PROBLEM DESCRIPTION:
Reproduce the listing verbatim.

PROVIDED RECORDS:
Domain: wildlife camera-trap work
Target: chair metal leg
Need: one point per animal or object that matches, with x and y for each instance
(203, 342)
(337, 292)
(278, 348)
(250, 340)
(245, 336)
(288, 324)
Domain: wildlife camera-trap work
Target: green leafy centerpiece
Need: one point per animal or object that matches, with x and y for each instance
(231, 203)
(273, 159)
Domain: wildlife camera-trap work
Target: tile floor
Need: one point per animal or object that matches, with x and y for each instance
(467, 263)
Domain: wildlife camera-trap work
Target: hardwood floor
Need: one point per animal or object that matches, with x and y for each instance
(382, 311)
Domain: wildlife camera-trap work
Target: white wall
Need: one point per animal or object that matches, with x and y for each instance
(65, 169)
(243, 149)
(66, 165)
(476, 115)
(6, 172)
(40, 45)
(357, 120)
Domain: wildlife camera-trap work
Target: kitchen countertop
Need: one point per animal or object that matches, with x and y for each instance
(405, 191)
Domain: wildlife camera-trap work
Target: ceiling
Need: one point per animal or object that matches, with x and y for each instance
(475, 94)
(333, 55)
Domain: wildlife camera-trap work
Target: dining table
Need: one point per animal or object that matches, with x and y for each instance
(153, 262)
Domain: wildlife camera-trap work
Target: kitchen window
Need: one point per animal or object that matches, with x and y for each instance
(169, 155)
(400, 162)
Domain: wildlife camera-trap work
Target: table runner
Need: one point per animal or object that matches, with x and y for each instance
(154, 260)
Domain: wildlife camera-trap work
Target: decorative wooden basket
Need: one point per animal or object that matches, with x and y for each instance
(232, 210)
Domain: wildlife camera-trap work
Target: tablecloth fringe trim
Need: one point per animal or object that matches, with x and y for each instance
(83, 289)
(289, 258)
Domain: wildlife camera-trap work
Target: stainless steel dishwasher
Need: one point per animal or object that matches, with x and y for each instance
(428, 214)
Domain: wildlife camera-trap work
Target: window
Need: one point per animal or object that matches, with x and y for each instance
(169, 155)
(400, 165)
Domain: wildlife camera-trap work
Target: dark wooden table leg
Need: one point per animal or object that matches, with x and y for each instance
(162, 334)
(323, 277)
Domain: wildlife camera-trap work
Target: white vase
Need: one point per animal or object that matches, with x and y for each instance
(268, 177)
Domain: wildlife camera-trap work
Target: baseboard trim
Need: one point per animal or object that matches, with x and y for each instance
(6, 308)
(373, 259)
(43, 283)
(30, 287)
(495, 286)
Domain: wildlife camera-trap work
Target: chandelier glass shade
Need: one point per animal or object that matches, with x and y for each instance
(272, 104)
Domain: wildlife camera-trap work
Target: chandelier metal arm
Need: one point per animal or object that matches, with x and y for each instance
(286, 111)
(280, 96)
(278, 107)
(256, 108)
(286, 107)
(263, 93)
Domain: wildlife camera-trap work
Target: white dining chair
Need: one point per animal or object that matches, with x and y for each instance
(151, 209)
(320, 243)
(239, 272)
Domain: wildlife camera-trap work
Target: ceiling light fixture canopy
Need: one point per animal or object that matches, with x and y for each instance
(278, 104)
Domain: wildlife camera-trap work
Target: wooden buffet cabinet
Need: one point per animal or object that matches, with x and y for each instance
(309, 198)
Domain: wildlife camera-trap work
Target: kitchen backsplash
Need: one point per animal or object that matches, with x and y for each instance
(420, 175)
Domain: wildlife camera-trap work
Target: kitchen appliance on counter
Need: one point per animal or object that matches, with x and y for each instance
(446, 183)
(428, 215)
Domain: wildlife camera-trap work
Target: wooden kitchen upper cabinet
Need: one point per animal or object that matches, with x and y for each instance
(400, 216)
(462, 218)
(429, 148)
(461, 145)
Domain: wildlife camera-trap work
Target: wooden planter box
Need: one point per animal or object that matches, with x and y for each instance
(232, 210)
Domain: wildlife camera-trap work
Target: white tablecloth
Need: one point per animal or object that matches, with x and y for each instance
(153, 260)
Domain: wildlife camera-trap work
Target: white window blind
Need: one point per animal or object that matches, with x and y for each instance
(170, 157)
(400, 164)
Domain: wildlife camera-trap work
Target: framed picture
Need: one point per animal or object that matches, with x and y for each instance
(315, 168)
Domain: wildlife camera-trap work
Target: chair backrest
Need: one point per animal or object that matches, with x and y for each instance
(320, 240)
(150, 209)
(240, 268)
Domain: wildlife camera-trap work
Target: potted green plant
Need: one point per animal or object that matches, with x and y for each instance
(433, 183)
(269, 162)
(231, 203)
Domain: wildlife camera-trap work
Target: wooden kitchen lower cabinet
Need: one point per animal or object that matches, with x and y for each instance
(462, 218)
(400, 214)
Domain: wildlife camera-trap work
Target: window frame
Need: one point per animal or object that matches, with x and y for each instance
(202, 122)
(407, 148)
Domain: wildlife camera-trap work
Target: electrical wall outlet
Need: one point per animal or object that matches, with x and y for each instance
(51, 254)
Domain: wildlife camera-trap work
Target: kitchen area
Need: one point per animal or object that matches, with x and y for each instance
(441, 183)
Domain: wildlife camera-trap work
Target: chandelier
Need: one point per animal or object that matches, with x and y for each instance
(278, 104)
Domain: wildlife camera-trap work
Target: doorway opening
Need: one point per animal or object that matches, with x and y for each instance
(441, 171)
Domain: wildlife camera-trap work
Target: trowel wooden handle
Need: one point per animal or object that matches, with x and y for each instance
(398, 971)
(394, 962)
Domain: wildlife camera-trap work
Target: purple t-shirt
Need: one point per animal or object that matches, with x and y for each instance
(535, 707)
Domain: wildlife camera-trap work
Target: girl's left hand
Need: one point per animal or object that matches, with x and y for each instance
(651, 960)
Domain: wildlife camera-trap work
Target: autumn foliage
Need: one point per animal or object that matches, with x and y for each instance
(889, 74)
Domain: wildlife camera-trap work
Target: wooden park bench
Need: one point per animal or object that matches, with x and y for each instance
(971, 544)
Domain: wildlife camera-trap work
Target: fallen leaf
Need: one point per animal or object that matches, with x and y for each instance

EXERCISE SOLUTION:
Domain: wildlife camera-trap work
Target: chair metal leg
Need: one point per animal or object that matches, with x and y for each instance
(203, 342)
(337, 292)
(278, 348)
(250, 340)
(245, 336)
(288, 324)
Domain: wildlife camera-trap work
Target: green leafy centerpiece
Need: one point per animal or object that matches, with x and y for each instance
(231, 203)
(273, 159)
Domain: wildlife camera-trap work
Target: tile floor
Need: one point per animal or object that matches, with x and y for each instance
(467, 263)
Domain: wildlife camera-trap work
Target: hardwood floor
Need: one point per animal or object that matches, with x and y for each instance
(382, 311)
Domain: wildlife camera-trap work
Target: white wall
Need: one point per animal or object that matches, with x and y for each instance
(65, 169)
(243, 149)
(66, 165)
(476, 115)
(6, 172)
(40, 45)
(357, 120)
Domain: wildlife camera-trap work
Target: kitchen countertop
Need: one point per animal or object that matches, with x and y for each instance
(405, 191)
Domain: wildlife camera-trap work
Target: ceiling
Need: one point per animal or object that matches, with x and y for each instance
(475, 94)
(333, 55)
Domain: wildlife camera-trap work
Target: dining table
Need: one point per animal or object that matches, with x and y for each instance
(153, 262)
Domain: wildlife camera-trap work
Target: kitchen window
Need: one point per animal or object that matches, with x and y for each instance
(169, 155)
(400, 162)
Domain: wildlife camera-trap work
Target: table runner
Need: one point per animal or object that matches, with x and y for each instance
(154, 260)
Domain: wildlife camera-trap work
Target: decorative wooden basket
Need: one point per animal or object that matches, with x and y for each instance
(232, 210)
Domain: wildlife camera-trap work
Target: tablecloth fringe trim
Need: one point per animal or object that matches, with x and y for each instance
(83, 289)
(289, 258)
Domain: wildlife camera-trap work
Target: stainless steel dishwasher
Need: one point per animal or object that matches, with x and y for each instance
(428, 214)
Domain: wildlife camera-trap work
Target: window
Need: one point per animal or object that matches, with x and y for each instance
(169, 155)
(400, 165)
Domain: wildlife camera-trap work
Target: dark wooden table leg
Need: one point per animal or object that matches, with x and y for each instance
(162, 334)
(323, 277)
Domain: wildlife camera-trap work
Target: white vase
Need: one point per animal or object that matches, with x and y for each instance
(268, 177)
Domain: wildlife camera-trap work
Target: baseboard trim
Need: one point per animal or object that matches, with x and y for each instance
(6, 308)
(373, 259)
(43, 283)
(30, 287)
(495, 286)
Domain: wildlife camera-trap work
Target: chandelier glass shade
Need: one point per animal or object that matches, with x and y for each instance
(272, 104)
Domain: wildlife camera-trap work
Target: chandelier metal arm
Need: one point per animal or object that matches, with x and y for each instance
(286, 111)
(280, 96)
(278, 107)
(256, 108)
(286, 107)
(263, 93)
Domain: wildlife camera-trap work
Target: white dining chair
Need: one point per animal or object that matches, with x and y for each instance
(151, 209)
(320, 243)
(239, 272)
Domain: wildlife camera-trap work
Target: ceiling light fixture canopy
Need: one point per animal or object that matches, with x and y for each instance
(278, 104)
Domain: wildlife camera-trap work
Target: wooden buffet cabinet
Need: one point per animal or object that matches, with x and y for each instance
(309, 198)
Domain: wildlife camera-trap work
Target: kitchen backsplash
Need: one point per animal or object that matches, with x and y for each instance
(420, 175)
Domain: wildlife camera-trap work
Target: kitchen appliance on counter
Need: one point per animal or object that matches, with x and y for each instance
(446, 183)
(428, 215)
Domain: wildlife camera-trap work
Target: wooden kitchen upper cabinet
Need: one point per animal or object that matches, with x and y for each instance
(400, 216)
(462, 218)
(429, 148)
(461, 145)
Domain: wildlife camera-trap work
Target: wooden planter box
Need: one point per animal or object that matches, with x and y for each instance
(232, 210)
Domain: wildlife camera-trap work
Target: white tablecloth
Need: one point per animal or object that matches, with x and y for each instance
(153, 260)
Domain: wildlife camera-trap work
Target: white window blind
Need: one point per animal or object that matches, with x and y for each instance
(170, 157)
(400, 164)
Domain: wildlife camera-trap work
Target: framed picture
Need: one point per animal or object that matches, with x and y for each instance
(315, 168)
Domain: wildlife camera-trap work
Target: chair backrest
Need: one point per animal or object that matches, with x and y for each instance
(320, 240)
(150, 209)
(240, 268)
Domain: wildlife camera-trap work
Target: potted green plant
Need: one point per animal or object that matches, with x and y for each instance
(433, 183)
(269, 162)
(231, 203)
Domain: wildlife camera-trap work
Target: wooden kitchen lower cabinet
Need: one point per animal or object that matches, with x and y for each instance
(462, 218)
(400, 214)
Domain: wildlife camera-trap work
Target: window frame
Need: one point per animal or object that matches, with x and y for each instance
(202, 122)
(407, 148)
Domain: wildlife camera-trap work
Target: electrical wall outlet
Need: one point per animal or object that matches, with x and y for each instance
(51, 254)
Domain: wildlife camera-trap work
Target: kitchen area
Need: one point per animal or object that matches, with x and y for each instance
(441, 183)
Domain: wildlife camera-trap work
Target: chandelier
Need: one point per animal or object that matches, with x and y for each instance
(278, 104)
Domain: wildlife camera-trap work
Target: doorway opening
Need: one point per animal or object that matches, with x and y for each instance
(441, 171)
Domain: wildlife camera-trap work
Target: trowel wooden handle
Need: one point per animal or object that matches, with x and y for each instance
(398, 971)
(394, 962)
Domain: wildlife camera-trap work
Target: purple t-shirt
Need: one point per animal or object that matches, with x and y for each instance
(535, 707)
Domain: wildlife camera-trap work
Target: girl's left hand
Need: one point per animal or object that matches, with x and y for each instance
(651, 960)
Domain: wildlife camera-trap work
Target: autumn foliage
Need: one point per animal or object that matches, with x and y for each instance
(889, 74)
Domain: wildlife camera-trap work
Target: wooden park bench
Need: one point per animal or object that matches, with x and y for each instance
(971, 544)
Domain: wildlife camera-trap work
Target: fallen leaf
Need: one point per animal or object that matches, with x and y for each instance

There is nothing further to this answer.